## WHAT IS BEING ASKED
Exactly reproduce the line that contains "TARGET: umbrella pole" and all lines after it in the entries below, through the very last line.
>> START DATA ENTRIES
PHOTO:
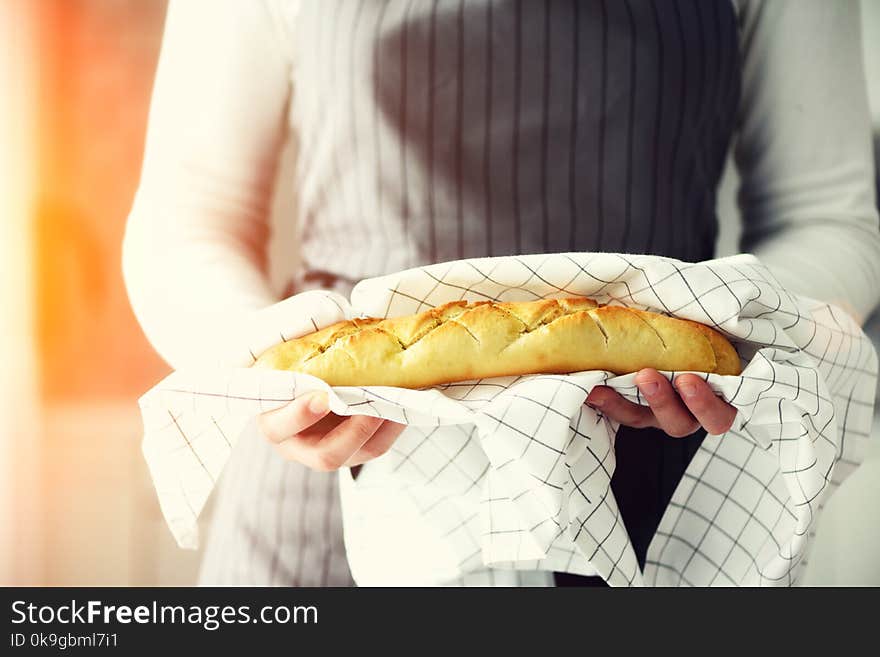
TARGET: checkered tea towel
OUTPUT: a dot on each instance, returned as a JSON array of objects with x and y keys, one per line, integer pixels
[{"x": 516, "y": 471}]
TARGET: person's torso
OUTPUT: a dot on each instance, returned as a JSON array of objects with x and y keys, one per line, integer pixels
[{"x": 438, "y": 130}]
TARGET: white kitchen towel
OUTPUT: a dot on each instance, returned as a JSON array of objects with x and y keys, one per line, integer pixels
[{"x": 516, "y": 471}]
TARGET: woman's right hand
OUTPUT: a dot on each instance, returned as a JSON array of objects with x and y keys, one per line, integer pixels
[{"x": 307, "y": 432}]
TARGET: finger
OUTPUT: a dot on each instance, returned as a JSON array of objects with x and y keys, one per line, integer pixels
[
  {"x": 672, "y": 415},
  {"x": 620, "y": 410},
  {"x": 292, "y": 418},
  {"x": 380, "y": 443},
  {"x": 337, "y": 446},
  {"x": 715, "y": 414}
]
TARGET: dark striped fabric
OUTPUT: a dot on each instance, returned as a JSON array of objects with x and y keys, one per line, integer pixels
[
  {"x": 433, "y": 131},
  {"x": 439, "y": 130}
]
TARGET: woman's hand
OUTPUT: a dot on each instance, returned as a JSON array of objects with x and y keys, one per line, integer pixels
[
  {"x": 306, "y": 432},
  {"x": 678, "y": 411}
]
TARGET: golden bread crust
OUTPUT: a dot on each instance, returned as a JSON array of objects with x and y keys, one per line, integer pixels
[{"x": 459, "y": 341}]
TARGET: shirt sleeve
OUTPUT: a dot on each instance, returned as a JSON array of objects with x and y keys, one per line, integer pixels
[
  {"x": 194, "y": 252},
  {"x": 804, "y": 151}
]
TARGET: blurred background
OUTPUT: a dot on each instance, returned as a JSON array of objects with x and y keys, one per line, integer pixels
[{"x": 76, "y": 503}]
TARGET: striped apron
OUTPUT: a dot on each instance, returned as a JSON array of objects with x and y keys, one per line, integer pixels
[{"x": 446, "y": 129}]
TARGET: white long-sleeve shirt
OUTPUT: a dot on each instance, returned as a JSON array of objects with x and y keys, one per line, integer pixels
[{"x": 195, "y": 246}]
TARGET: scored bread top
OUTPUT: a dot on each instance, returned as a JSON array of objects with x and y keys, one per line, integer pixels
[{"x": 460, "y": 341}]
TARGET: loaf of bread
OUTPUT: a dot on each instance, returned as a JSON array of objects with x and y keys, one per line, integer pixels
[{"x": 460, "y": 341}]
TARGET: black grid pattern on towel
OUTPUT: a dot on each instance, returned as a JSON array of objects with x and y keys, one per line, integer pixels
[{"x": 515, "y": 472}]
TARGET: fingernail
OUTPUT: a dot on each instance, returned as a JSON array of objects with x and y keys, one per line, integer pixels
[
  {"x": 686, "y": 390},
  {"x": 318, "y": 403}
]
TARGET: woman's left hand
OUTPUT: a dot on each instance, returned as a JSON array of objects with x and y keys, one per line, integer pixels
[{"x": 679, "y": 411}]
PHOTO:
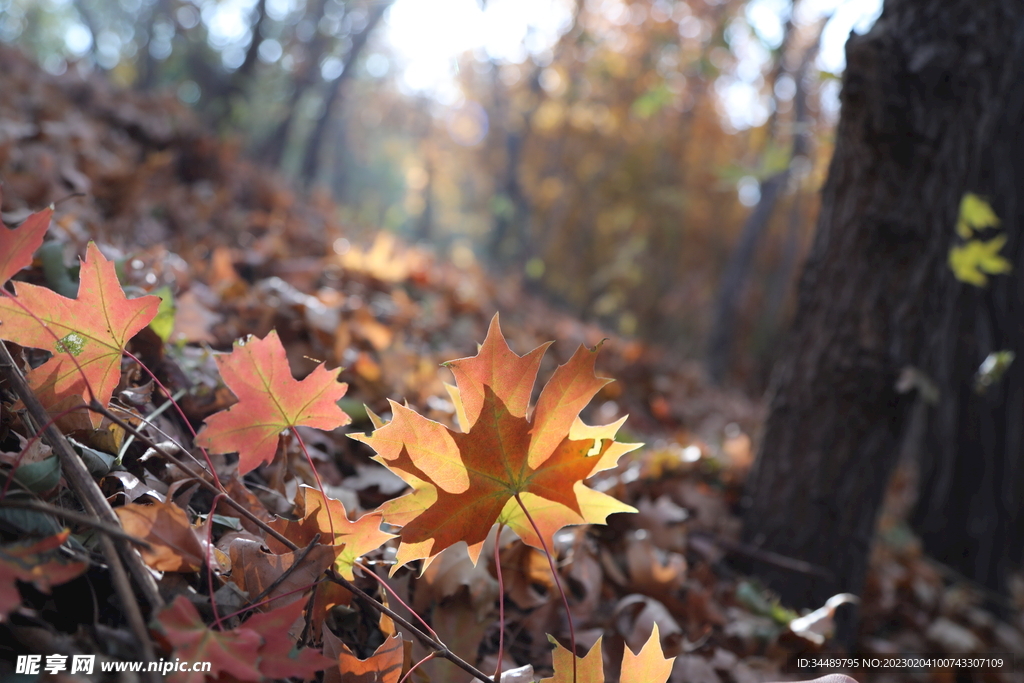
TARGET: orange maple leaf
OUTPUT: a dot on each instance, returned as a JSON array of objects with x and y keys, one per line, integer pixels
[
  {"x": 649, "y": 666},
  {"x": 384, "y": 666},
  {"x": 17, "y": 246},
  {"x": 464, "y": 482},
  {"x": 270, "y": 400},
  {"x": 93, "y": 329},
  {"x": 320, "y": 516},
  {"x": 259, "y": 647},
  {"x": 36, "y": 563},
  {"x": 174, "y": 546}
]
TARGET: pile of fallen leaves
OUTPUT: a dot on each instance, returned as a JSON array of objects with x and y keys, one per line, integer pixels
[{"x": 260, "y": 518}]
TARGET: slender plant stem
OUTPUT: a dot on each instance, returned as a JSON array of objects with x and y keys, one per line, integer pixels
[
  {"x": 558, "y": 582},
  {"x": 320, "y": 484},
  {"x": 390, "y": 591},
  {"x": 442, "y": 650},
  {"x": 501, "y": 603},
  {"x": 78, "y": 518},
  {"x": 415, "y": 666},
  {"x": 299, "y": 559},
  {"x": 36, "y": 437},
  {"x": 198, "y": 475},
  {"x": 181, "y": 414},
  {"x": 209, "y": 560},
  {"x": 82, "y": 483},
  {"x": 265, "y": 601}
]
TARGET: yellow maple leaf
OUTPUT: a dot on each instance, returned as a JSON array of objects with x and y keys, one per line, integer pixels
[{"x": 971, "y": 261}]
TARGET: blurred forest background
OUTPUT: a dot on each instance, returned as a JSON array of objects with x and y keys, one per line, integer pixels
[{"x": 652, "y": 166}]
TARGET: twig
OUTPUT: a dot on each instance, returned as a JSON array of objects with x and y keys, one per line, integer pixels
[
  {"x": 287, "y": 572},
  {"x": 198, "y": 475},
  {"x": 438, "y": 647},
  {"x": 85, "y": 487},
  {"x": 77, "y": 517}
]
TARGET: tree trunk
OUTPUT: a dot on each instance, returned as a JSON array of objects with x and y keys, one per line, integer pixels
[
  {"x": 312, "y": 159},
  {"x": 915, "y": 95},
  {"x": 738, "y": 267},
  {"x": 972, "y": 477}
]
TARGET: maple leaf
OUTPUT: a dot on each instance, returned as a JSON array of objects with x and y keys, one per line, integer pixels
[
  {"x": 17, "y": 246},
  {"x": 259, "y": 647},
  {"x": 320, "y": 515},
  {"x": 464, "y": 482},
  {"x": 173, "y": 543},
  {"x": 235, "y": 652},
  {"x": 649, "y": 666},
  {"x": 93, "y": 329},
  {"x": 270, "y": 400},
  {"x": 35, "y": 563},
  {"x": 384, "y": 666}
]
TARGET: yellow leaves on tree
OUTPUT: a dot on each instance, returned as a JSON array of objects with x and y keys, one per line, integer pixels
[
  {"x": 974, "y": 260},
  {"x": 463, "y": 482}
]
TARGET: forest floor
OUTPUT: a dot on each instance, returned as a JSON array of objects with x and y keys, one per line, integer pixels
[{"x": 244, "y": 254}]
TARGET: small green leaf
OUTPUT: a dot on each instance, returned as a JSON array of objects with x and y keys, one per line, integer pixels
[
  {"x": 163, "y": 324},
  {"x": 71, "y": 343},
  {"x": 97, "y": 462},
  {"x": 975, "y": 214},
  {"x": 41, "y": 476}
]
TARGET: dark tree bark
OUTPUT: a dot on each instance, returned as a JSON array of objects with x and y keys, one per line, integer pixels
[
  {"x": 916, "y": 93},
  {"x": 972, "y": 474}
]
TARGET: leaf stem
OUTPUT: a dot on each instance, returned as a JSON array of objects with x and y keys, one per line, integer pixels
[
  {"x": 501, "y": 603},
  {"x": 320, "y": 484},
  {"x": 415, "y": 666},
  {"x": 442, "y": 650},
  {"x": 209, "y": 561},
  {"x": 558, "y": 583}
]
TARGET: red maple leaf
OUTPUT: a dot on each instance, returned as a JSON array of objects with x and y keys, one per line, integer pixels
[
  {"x": 35, "y": 563},
  {"x": 269, "y": 401},
  {"x": 93, "y": 329}
]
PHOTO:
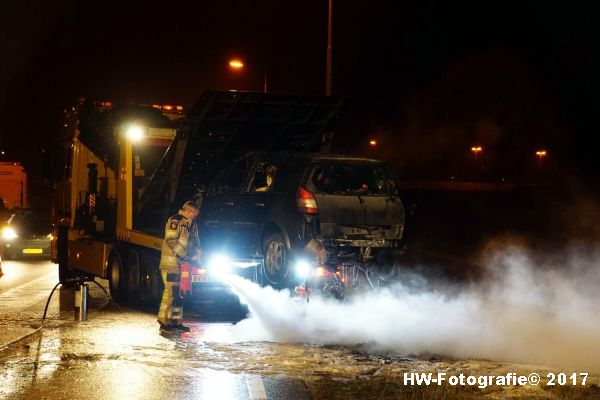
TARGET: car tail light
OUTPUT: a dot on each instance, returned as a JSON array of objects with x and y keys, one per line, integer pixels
[{"x": 306, "y": 202}]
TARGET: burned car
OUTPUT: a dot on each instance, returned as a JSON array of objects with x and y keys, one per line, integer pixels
[{"x": 305, "y": 218}]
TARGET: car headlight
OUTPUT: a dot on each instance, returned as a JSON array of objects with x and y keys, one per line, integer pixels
[
  {"x": 303, "y": 268},
  {"x": 9, "y": 233},
  {"x": 219, "y": 264}
]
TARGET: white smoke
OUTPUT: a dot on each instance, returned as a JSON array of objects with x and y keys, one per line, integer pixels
[{"x": 544, "y": 312}]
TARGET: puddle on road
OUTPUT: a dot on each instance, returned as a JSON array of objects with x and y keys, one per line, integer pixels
[{"x": 128, "y": 342}]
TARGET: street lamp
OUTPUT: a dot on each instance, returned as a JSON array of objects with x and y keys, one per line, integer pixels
[
  {"x": 237, "y": 65},
  {"x": 476, "y": 150},
  {"x": 540, "y": 154}
]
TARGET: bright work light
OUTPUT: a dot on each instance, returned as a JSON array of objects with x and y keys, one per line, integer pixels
[
  {"x": 303, "y": 268},
  {"x": 219, "y": 264},
  {"x": 135, "y": 133}
]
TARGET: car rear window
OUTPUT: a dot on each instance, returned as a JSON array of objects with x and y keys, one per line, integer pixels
[{"x": 352, "y": 177}]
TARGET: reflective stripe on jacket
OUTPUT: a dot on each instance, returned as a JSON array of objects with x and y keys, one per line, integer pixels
[{"x": 179, "y": 232}]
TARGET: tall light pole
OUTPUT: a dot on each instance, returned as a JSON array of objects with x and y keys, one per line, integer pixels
[{"x": 328, "y": 67}]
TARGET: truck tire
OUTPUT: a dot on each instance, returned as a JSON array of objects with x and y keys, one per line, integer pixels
[
  {"x": 115, "y": 275},
  {"x": 65, "y": 275},
  {"x": 133, "y": 278},
  {"x": 276, "y": 263}
]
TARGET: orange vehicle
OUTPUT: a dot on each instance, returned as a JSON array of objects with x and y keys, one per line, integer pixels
[{"x": 13, "y": 185}]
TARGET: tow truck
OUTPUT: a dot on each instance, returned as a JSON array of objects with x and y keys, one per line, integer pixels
[{"x": 120, "y": 171}]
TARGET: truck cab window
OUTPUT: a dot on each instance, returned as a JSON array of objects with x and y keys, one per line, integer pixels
[
  {"x": 232, "y": 179},
  {"x": 262, "y": 181}
]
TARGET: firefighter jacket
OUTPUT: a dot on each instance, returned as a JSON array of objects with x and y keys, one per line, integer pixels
[{"x": 181, "y": 239}]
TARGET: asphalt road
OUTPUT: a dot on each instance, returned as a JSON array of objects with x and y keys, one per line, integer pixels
[
  {"x": 19, "y": 272},
  {"x": 119, "y": 353}
]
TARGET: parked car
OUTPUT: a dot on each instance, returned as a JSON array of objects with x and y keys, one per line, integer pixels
[
  {"x": 27, "y": 234},
  {"x": 321, "y": 214}
]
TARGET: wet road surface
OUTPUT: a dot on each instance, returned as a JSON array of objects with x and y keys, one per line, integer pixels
[{"x": 120, "y": 354}]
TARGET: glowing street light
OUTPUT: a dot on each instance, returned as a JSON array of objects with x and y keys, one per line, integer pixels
[
  {"x": 541, "y": 154},
  {"x": 236, "y": 64},
  {"x": 135, "y": 133}
]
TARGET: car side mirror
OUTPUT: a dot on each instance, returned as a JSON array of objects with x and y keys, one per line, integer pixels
[
  {"x": 412, "y": 209},
  {"x": 260, "y": 180}
]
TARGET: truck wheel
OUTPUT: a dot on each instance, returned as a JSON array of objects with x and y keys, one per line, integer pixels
[
  {"x": 133, "y": 278},
  {"x": 62, "y": 255},
  {"x": 276, "y": 260},
  {"x": 115, "y": 274}
]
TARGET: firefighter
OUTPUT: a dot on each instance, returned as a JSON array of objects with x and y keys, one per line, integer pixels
[{"x": 181, "y": 243}]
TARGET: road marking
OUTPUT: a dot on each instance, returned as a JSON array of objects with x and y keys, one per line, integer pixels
[
  {"x": 27, "y": 285},
  {"x": 256, "y": 389}
]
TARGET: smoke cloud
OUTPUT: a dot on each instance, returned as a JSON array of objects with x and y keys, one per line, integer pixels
[{"x": 542, "y": 311}]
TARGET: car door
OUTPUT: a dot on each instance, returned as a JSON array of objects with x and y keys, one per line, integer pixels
[
  {"x": 219, "y": 233},
  {"x": 255, "y": 203}
]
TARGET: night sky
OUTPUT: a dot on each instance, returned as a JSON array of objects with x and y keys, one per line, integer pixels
[{"x": 427, "y": 79}]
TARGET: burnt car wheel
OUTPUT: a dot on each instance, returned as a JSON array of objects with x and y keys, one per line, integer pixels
[
  {"x": 276, "y": 259},
  {"x": 65, "y": 275},
  {"x": 115, "y": 274},
  {"x": 133, "y": 278}
]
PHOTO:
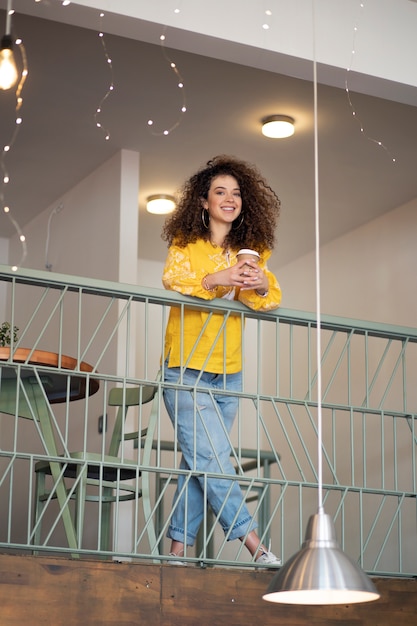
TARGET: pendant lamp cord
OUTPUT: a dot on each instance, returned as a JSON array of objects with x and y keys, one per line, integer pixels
[
  {"x": 318, "y": 292},
  {"x": 8, "y": 17}
]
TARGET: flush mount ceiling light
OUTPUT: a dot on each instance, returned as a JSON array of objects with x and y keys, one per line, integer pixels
[
  {"x": 160, "y": 204},
  {"x": 278, "y": 126}
]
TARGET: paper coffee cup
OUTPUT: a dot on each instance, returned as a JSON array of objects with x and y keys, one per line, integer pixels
[{"x": 246, "y": 254}]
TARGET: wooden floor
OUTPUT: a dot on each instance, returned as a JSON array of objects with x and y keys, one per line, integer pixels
[{"x": 57, "y": 591}]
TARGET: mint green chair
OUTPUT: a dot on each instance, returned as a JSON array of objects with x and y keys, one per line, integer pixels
[{"x": 115, "y": 480}]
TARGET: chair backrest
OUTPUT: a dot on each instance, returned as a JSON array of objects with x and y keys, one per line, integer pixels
[{"x": 124, "y": 397}]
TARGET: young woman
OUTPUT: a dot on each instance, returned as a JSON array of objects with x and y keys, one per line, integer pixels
[{"x": 226, "y": 206}]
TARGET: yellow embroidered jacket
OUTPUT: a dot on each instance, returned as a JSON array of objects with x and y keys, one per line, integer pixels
[{"x": 199, "y": 336}]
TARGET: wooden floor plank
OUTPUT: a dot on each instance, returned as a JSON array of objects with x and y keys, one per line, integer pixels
[{"x": 57, "y": 591}]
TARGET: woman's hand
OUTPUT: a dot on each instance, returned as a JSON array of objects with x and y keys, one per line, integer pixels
[{"x": 245, "y": 274}]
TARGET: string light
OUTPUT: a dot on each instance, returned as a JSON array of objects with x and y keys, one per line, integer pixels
[
  {"x": 180, "y": 85},
  {"x": 111, "y": 86},
  {"x": 6, "y": 151},
  {"x": 268, "y": 14},
  {"x": 352, "y": 108}
]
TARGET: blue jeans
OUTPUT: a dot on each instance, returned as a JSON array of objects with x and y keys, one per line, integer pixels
[{"x": 203, "y": 423}]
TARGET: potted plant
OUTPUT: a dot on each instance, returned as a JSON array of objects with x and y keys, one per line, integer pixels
[{"x": 6, "y": 334}]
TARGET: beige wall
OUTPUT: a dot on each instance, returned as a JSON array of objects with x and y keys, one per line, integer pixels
[{"x": 369, "y": 273}]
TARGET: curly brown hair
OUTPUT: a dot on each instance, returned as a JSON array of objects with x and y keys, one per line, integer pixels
[{"x": 260, "y": 207}]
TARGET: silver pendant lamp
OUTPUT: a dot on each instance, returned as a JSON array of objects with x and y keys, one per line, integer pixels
[{"x": 320, "y": 572}]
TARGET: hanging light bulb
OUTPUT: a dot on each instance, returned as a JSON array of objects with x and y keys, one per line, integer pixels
[{"x": 8, "y": 69}]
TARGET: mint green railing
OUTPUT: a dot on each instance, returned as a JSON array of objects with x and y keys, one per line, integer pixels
[{"x": 113, "y": 336}]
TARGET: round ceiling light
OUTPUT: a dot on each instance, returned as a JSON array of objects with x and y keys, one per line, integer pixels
[
  {"x": 278, "y": 126},
  {"x": 160, "y": 204}
]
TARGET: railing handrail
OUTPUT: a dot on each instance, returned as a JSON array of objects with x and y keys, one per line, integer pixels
[{"x": 156, "y": 295}]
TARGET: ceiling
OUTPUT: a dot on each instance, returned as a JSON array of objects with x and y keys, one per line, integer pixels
[{"x": 58, "y": 143}]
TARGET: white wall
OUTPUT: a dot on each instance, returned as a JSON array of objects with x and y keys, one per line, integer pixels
[
  {"x": 368, "y": 274},
  {"x": 94, "y": 234},
  {"x": 4, "y": 256}
]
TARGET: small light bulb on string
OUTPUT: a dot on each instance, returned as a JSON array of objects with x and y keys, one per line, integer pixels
[
  {"x": 354, "y": 114},
  {"x": 180, "y": 85},
  {"x": 111, "y": 86},
  {"x": 7, "y": 148},
  {"x": 266, "y": 25}
]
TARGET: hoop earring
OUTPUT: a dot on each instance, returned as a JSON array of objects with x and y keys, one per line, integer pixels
[
  {"x": 205, "y": 224},
  {"x": 242, "y": 218}
]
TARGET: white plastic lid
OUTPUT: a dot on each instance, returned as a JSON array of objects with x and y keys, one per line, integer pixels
[{"x": 248, "y": 251}]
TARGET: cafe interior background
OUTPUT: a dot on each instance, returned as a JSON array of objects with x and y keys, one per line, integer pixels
[{"x": 79, "y": 179}]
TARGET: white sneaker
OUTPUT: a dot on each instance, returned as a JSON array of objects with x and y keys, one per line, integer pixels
[
  {"x": 176, "y": 562},
  {"x": 268, "y": 558}
]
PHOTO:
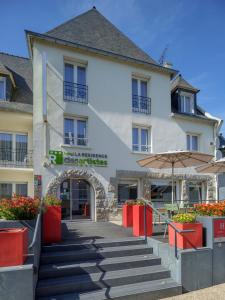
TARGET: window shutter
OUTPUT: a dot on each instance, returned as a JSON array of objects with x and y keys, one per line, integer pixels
[{"x": 175, "y": 102}]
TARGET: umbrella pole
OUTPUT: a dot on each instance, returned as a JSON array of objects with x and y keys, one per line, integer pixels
[{"x": 172, "y": 182}]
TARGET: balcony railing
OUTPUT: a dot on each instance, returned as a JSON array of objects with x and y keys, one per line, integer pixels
[
  {"x": 72, "y": 141},
  {"x": 16, "y": 158},
  {"x": 74, "y": 92},
  {"x": 141, "y": 104},
  {"x": 141, "y": 148}
]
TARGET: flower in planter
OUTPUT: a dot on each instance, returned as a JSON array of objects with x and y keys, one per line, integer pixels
[
  {"x": 210, "y": 209},
  {"x": 184, "y": 218},
  {"x": 130, "y": 202},
  {"x": 51, "y": 200},
  {"x": 19, "y": 208}
]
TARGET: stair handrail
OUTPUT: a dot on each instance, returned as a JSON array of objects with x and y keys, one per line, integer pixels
[
  {"x": 35, "y": 245},
  {"x": 168, "y": 222},
  {"x": 37, "y": 225}
]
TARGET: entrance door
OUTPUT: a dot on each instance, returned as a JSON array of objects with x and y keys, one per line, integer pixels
[{"x": 76, "y": 199}]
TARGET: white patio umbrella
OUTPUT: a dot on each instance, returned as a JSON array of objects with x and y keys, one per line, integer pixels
[
  {"x": 215, "y": 167},
  {"x": 174, "y": 159}
]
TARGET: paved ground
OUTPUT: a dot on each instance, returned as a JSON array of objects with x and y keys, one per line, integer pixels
[
  {"x": 216, "y": 292},
  {"x": 93, "y": 230},
  {"x": 86, "y": 229}
]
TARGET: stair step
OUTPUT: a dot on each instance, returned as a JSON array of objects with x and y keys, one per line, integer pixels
[
  {"x": 101, "y": 253},
  {"x": 108, "y": 264},
  {"x": 100, "y": 280},
  {"x": 87, "y": 244},
  {"x": 148, "y": 290}
]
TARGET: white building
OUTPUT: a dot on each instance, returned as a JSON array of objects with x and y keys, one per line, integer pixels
[{"x": 99, "y": 104}]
>> END DATA ENTRIES
## WRITTEN RESPONSE
TARGET: umbrella pole
OUTPUT: a dot on each instance, returned as a JSON array of objects with x and y keys, one per line, integer pixels
[{"x": 172, "y": 182}]
TARGET: balcony railing
OUTPUT: a dot on each instance, returned as a JSON array of objects with x and y keys, one per line, integer pixels
[
  {"x": 72, "y": 141},
  {"x": 16, "y": 158},
  {"x": 74, "y": 92},
  {"x": 141, "y": 104},
  {"x": 141, "y": 148}
]
TARGET: flower in planter
OUTPUT: a dot on each instance, returned as a JSON array of objects with x and y keys, one per line, integer pixels
[
  {"x": 210, "y": 209},
  {"x": 184, "y": 218},
  {"x": 130, "y": 202},
  {"x": 51, "y": 200},
  {"x": 19, "y": 208}
]
TARGET: stair handrail
OUTPUT: a dot on each instance, returned as a JSON array of objects with x and y keys, one per line, integer pixels
[
  {"x": 35, "y": 245},
  {"x": 168, "y": 222},
  {"x": 37, "y": 225}
]
TARGET: entrance door
OUTPUT: a dot on each instance, returned as a JSON array of objects with x and y keys, one per line, integer pixels
[{"x": 76, "y": 199}]
TARGET: white patio umbrella
OUTPUT: a dot on each instance, returned as a JSON array of objects with x and y keys, one per line, integer pixels
[
  {"x": 215, "y": 167},
  {"x": 174, "y": 159}
]
TARGET: paved ground
OUTPUT: a dot on each instance, returned as a JSON array of objects with x and y keys, one per line, integer pixels
[
  {"x": 216, "y": 292},
  {"x": 93, "y": 230},
  {"x": 86, "y": 229}
]
TARGET: stair step
OUTPUT: a dot on each instance, returned as a JSON array of objects with x and y keys, one per line, integer pixels
[
  {"x": 101, "y": 253},
  {"x": 108, "y": 264},
  {"x": 100, "y": 280},
  {"x": 87, "y": 244},
  {"x": 148, "y": 290}
]
TARGET: white building
OUTPUT: a dot on each instance, returned as a JSON array of objects with x and y keys, one per line, integer pixels
[{"x": 99, "y": 104}]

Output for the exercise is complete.